What the task requires
Copy exactly. Begin with the line that contains "Keypoint placement: for each instance of the man" and stop after the last line of the records.

Top of Data

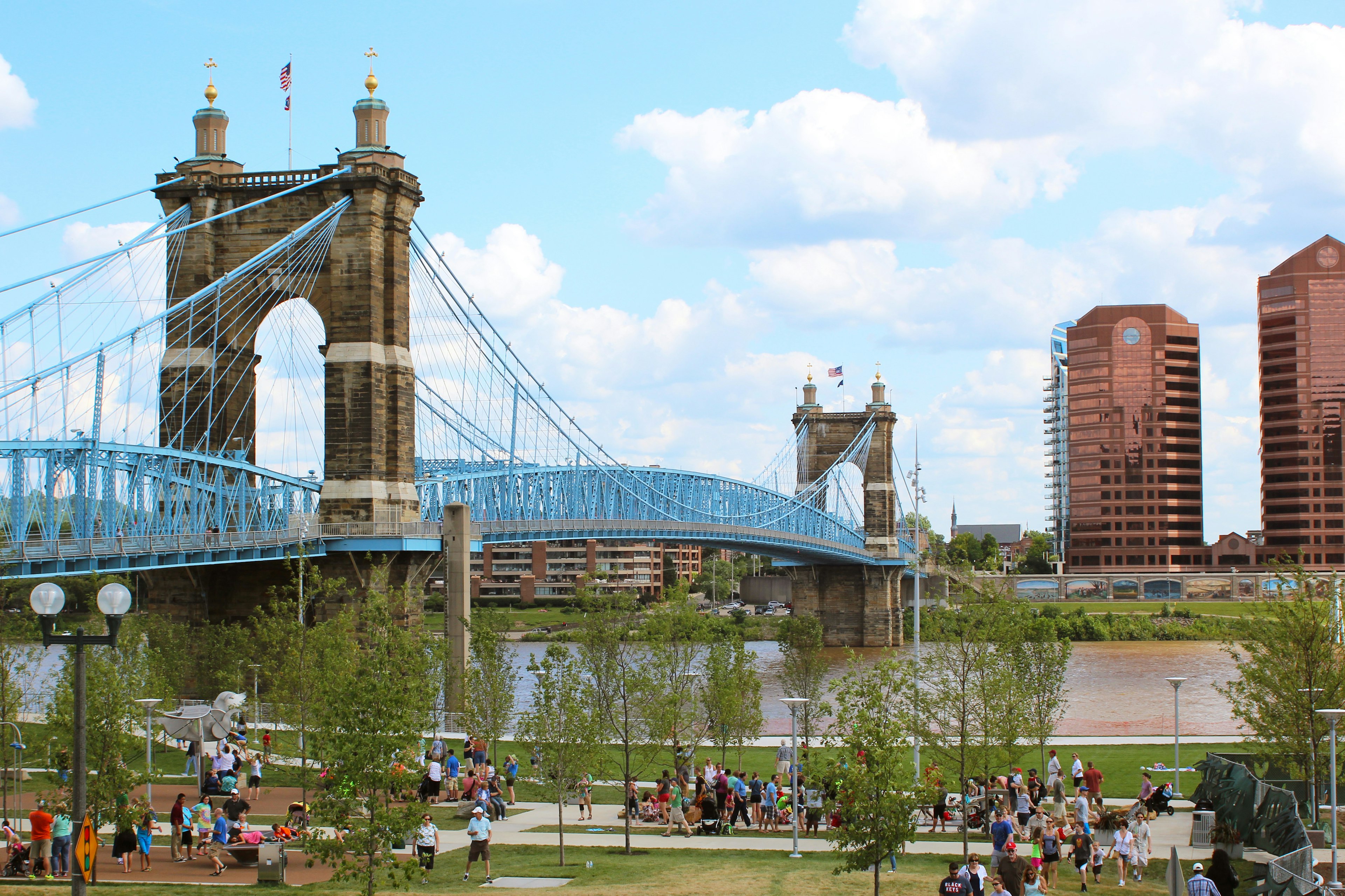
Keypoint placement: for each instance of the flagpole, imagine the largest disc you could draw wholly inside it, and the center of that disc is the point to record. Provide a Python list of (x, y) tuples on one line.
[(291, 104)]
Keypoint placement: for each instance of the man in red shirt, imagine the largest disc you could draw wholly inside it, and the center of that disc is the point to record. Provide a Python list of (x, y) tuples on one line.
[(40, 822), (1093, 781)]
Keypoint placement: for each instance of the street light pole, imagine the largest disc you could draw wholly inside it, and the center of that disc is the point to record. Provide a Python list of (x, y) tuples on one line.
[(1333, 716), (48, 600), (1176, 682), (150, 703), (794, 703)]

Bottom of Data

Solution below
Keypoint placement: for each instance of the man in red shirt, imagine the largest disc you could draw wholly inside it, and the center of that disc is the point to record. Provide a Python list of (x, y) tuples on one line.
[(40, 822), (1093, 781)]
Keypoint placement: for each instance of the street light pole, imagine the largest disc you could draw wholly inside it, and the center of that disc is the point to record. Provide a Python list of (x, y) tuples on one line.
[(1333, 716), (48, 600), (1176, 682), (150, 703), (794, 703)]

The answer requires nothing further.